• Activity
Lines that include the word "building" should be copied from the listing that follows.

- Opening Delimiter -

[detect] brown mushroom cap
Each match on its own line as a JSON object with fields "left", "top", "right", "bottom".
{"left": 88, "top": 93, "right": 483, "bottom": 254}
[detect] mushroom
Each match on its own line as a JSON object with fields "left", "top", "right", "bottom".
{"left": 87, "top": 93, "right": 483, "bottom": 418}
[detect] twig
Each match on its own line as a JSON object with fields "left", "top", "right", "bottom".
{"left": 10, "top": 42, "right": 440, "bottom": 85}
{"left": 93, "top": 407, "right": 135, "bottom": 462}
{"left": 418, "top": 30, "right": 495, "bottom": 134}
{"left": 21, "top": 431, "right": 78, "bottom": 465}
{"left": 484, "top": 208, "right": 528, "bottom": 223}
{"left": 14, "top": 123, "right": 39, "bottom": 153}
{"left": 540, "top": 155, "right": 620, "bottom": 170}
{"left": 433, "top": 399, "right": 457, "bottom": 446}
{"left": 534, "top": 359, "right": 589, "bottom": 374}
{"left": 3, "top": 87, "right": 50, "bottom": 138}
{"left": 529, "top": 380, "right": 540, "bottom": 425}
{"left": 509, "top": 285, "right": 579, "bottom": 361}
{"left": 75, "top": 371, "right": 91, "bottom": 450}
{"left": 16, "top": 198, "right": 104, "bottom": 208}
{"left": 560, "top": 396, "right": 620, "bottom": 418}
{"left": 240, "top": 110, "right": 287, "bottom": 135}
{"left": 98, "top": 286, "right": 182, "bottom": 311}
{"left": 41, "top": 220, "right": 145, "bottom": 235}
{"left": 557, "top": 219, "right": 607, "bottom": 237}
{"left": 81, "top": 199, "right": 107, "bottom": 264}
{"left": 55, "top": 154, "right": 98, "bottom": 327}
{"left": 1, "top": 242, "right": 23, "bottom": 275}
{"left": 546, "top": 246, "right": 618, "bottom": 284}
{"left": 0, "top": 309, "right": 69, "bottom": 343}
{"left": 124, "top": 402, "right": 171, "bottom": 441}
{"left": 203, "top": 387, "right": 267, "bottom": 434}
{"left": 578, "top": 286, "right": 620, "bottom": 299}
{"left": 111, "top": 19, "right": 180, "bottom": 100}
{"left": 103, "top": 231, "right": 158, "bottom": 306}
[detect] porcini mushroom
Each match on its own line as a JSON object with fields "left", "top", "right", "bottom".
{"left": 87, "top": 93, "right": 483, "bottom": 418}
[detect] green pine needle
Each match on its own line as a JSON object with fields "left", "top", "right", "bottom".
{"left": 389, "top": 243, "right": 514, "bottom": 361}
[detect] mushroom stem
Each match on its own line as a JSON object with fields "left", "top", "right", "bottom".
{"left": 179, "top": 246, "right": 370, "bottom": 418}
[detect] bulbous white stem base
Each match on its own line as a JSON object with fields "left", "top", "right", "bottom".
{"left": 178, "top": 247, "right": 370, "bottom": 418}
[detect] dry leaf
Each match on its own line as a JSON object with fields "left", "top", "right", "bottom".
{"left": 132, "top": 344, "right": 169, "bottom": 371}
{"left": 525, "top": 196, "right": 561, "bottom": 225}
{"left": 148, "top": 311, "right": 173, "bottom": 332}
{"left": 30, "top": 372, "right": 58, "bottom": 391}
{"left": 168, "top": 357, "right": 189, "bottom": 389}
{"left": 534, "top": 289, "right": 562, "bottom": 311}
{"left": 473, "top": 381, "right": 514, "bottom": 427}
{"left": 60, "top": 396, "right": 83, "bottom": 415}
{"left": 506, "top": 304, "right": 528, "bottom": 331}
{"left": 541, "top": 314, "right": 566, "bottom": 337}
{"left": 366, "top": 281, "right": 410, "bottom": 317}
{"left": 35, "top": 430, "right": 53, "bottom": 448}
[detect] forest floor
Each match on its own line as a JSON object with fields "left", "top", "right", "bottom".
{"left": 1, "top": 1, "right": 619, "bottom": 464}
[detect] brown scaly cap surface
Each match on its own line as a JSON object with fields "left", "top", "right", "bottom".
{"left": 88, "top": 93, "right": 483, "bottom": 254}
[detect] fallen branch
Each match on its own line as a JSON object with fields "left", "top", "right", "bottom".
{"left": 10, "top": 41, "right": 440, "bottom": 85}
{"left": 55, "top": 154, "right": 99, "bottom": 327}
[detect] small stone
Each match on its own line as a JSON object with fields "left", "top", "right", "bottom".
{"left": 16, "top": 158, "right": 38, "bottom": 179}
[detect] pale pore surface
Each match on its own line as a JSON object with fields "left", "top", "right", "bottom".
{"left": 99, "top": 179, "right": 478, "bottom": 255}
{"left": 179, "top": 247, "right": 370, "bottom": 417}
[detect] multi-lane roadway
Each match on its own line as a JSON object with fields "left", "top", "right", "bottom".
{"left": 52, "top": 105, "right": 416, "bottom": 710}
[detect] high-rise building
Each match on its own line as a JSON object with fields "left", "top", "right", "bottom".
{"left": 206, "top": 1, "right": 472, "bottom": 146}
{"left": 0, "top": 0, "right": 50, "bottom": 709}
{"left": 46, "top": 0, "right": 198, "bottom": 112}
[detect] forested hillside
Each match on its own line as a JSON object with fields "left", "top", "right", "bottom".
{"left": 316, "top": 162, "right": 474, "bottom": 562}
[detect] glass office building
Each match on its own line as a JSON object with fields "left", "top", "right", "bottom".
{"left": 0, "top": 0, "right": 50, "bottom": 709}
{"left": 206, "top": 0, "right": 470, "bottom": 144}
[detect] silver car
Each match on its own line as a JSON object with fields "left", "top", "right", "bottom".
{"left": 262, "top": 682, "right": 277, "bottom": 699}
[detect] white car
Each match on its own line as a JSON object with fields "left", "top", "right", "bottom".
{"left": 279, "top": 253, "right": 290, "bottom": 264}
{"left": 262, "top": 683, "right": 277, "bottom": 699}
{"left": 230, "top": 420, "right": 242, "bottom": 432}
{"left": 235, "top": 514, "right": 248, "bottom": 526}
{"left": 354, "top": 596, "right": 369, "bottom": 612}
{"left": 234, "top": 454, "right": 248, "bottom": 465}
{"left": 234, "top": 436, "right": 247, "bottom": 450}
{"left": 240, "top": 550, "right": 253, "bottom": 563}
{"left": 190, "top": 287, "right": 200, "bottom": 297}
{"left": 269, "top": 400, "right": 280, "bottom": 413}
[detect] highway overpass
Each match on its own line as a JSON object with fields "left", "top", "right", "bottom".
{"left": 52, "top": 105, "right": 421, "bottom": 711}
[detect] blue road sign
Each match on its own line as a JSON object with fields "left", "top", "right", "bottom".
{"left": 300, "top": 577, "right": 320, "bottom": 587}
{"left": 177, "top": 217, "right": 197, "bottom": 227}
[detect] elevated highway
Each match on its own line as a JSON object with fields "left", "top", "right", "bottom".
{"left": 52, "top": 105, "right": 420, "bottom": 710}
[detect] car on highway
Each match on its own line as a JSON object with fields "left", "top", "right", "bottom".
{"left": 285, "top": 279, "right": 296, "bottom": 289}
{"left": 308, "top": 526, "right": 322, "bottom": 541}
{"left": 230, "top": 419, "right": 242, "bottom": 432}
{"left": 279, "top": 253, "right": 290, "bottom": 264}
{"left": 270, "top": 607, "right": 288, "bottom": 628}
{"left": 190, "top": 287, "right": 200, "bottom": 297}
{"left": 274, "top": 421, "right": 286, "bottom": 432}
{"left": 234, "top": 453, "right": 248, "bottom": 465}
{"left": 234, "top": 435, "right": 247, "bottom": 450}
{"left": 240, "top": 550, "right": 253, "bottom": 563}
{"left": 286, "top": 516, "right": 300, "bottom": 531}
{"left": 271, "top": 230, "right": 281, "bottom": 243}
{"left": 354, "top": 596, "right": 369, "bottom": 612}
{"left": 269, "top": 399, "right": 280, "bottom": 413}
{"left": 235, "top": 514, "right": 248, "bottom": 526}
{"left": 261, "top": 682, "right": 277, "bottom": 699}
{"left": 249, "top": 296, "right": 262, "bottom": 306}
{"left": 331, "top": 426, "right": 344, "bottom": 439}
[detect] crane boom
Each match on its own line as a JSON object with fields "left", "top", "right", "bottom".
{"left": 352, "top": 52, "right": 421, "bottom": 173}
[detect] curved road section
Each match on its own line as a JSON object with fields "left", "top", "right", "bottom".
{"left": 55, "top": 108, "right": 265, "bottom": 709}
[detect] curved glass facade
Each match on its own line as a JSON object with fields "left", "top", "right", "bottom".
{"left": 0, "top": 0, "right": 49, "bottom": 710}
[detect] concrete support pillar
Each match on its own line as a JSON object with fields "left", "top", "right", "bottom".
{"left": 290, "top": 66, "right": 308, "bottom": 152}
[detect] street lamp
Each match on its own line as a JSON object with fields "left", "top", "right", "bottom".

- Closing Delimiter -

• Result
[detect] high-rise building
[detect] glass office building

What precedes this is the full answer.